TAREA REQUERIDA A
Indica si cada una de estas afirmaciones concuerda con el texto sobre don Álvaro de Luna: (i) las cortes reunidas en Madrid en 1419 declararon mayor de edad a don Juan II; (ii) don Álvaro tenía veinte años cuando apareció en la corte; (iii) don Álvaro participó en el gobierno del estado durante la minoría del rey. Responde sí o no a cada una y cita literalmente las palabras del texto que lo deciden.
TAREA REQUERIDA B
Según el texto sobre don Álvaro de Luna, ¿quién presentó a don Álvaro en la corte?
TAREA REQUERIDA C
Reproduce sin ningún cambio todo lo que va desde "Don Álvaro de Luna[1]" hasta "para el mando." en el texto sobre don Álvaro de Luna.

Don Álvaro de Luna[1]

Corría el año de 1419, cuando reunidas cortes en Madrid, el 7 de marzo, declararon mayor de edad, y tomó las riendas del gobierno don Juan II, rey de Castilla, entonces menor de catorce años. Este monarca, hijo de Enrique III, había quedado sin padre a la edad de veinte y dos meses, viviendo por tanto bajo la tutela de la reina madre doña Catalina, quien suponen que con intento de prorrogar la minoría para conservar el poder, lo crio en un estado de opresión y dependencia tal, que influyó en sus cualidades morales, infundiéndole un ánimo servil y una indolencia suma, que de todo punto le inhabilitaron para el mando.

Durante la minoría del rey, había presentado en la corte el arzobispo de Toledo, don Pedro de Luna, a un joven sobrino suyo, pequeño de cuerpo, pero de apuesta figura, tan galán, expresivo y discreto, que al punto logró fijar la atención de todos. Este joven era don Álvaro de Luna, hijo de un caballero aragonés del mismo nombre, y de una mujer de oscuro nacimiento y de vida poco honesta. Había quedado huérfano don Álvaro a la edad de seis años, y solo contaba veinte cuando apareció en la corte el año 1408. Aprovechándose el arzobispo del favor que gozaba por su carácter-155- y dignidad, y del partido que su sobrino supo ganarse por sus personales prendas, logró que el rey, niño todavía, le nombrase su paje. Poco tiempo bastó para que don Juan se le aficionase con tan extraordinario cariño, que ya no podía estar sin él y enfermaba si se le privaba de su compañía; fácil es explicar esta preferencia por quien tanto sobresalía entre sus compañeros, y tanto se aventajaba a todos los cortesanos en dotes amables, y en todas las prendas que constituían un perfecto caballero. Desde entonces se formó aquel lazo estrecho que tuvo unidos al rey y al vasallo todo el curso de su vida; aquella intimidad que de dos seres distintos no formaba más que uno solo; unión tal, que el uno parecía el alma del otro. Y así se vio que cuando esta alma faltó, no pudo sobrevivir el ser débil, que solo por ella alentaba. Los medros de don Álvaro en palacio fueron rápidos, y en breve se pudo vislumbrar tanto su futura grandeza como la envidia y las asechanzas de que hasta su muerte había de estar rodeado. Aun antes de tener ningún título en la corte, tratábase con esplendor y aparato; y mero doncel todavía sacaba ya su hueste de hasta 300 hombres de armas, siguiendo su pendón mancebos de las más ilustres familias del reino. Mas no tuvo parte alguna en la gobernación del estado durante la larga minoría del rey, ni aun después de haber llegado éste a la mayor edad, hasta que ocurrió el suceso que vamos a referir.

LÍNEAS DE DATOS
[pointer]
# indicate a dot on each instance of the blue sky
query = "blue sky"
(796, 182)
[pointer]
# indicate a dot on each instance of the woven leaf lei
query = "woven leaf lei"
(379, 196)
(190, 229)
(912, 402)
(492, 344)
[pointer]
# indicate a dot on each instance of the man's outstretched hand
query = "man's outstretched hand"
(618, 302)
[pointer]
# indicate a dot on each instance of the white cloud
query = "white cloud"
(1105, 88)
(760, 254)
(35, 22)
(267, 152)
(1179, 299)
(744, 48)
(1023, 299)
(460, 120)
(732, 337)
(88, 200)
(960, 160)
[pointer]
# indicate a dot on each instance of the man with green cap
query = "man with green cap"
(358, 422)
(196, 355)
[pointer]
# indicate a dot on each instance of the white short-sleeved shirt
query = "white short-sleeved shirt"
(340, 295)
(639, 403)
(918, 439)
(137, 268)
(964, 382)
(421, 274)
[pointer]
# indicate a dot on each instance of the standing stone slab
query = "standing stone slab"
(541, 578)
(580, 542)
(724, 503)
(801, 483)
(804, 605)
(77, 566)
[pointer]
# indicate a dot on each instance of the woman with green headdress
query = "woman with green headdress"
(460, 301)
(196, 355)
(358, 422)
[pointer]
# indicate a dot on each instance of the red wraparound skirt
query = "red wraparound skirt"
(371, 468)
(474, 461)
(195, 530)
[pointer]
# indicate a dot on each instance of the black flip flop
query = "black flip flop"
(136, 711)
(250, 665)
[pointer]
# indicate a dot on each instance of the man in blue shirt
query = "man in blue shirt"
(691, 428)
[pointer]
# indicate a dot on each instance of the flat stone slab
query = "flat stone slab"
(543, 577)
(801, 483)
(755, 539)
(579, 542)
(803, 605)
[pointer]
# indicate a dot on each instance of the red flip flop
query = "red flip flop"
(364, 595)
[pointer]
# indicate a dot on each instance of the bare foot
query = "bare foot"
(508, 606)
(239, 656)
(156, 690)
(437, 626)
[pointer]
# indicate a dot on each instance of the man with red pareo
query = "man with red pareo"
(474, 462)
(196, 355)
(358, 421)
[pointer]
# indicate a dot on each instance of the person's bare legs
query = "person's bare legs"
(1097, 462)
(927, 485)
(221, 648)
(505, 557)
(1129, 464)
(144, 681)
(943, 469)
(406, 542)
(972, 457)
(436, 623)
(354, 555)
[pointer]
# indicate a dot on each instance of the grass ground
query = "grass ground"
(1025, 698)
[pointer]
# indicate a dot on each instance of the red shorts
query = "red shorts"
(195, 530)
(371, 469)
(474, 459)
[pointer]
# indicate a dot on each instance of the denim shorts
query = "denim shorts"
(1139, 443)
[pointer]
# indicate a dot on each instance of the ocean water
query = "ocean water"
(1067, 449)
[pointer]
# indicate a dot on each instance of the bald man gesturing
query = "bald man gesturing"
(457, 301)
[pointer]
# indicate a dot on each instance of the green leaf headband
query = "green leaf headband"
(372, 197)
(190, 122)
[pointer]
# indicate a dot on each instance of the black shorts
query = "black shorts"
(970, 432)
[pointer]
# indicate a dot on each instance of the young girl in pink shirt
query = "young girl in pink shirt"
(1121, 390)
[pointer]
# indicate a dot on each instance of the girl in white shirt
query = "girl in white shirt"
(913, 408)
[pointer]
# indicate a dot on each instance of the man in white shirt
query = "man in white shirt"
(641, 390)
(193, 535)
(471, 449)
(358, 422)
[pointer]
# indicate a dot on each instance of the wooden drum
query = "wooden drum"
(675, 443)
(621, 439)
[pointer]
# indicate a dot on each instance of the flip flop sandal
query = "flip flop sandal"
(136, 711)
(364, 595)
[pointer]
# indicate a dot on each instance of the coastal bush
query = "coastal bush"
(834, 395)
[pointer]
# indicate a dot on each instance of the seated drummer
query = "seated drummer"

SOLUCIÓN DE LA TAREA A
(i) Sí: "Corría el año de 1419, cuando reunidas cortes en Madrid, el 7 de marzo, declararon mayor de edad, y tomó las riendas del gobierno don Juan II".
(ii) Sí: "solo contaba veinte cuando apareció en la corte el año 1408".
(iii) No: "Mas no tuvo parte alguna en la gobernación del estado durante la larga minoría del rey".

SOLUCIÓN DE LA TAREA B
El arzobispo de Toledo, don Pedro de Luna.

SOLUCIÓN DE LA TAREA C
Don Álvaro de Luna[1]

Corría el año de 1419, cuando reunidas cortes en Madrid, el 7 de marzo, declararon mayor de edad, y tomó las riendas del gobierno don Juan II, rey de Castilla, entonces menor de catorce años. Este monarca, hijo de Enrique III, había quedado sin padre a la edad de veinte y dos meses, viviendo por tanto bajo la tutela de la reina madre doña Catalina, quien suponen que con intento de prorrogar la minoría para conservar el poder, lo crio en un estado de opresión y dependencia tal, que influyó en sus cualidades morales, infundiéndole un ánimo servil y una indolencia suma, que de todo punto le inhabilitaron para el mando.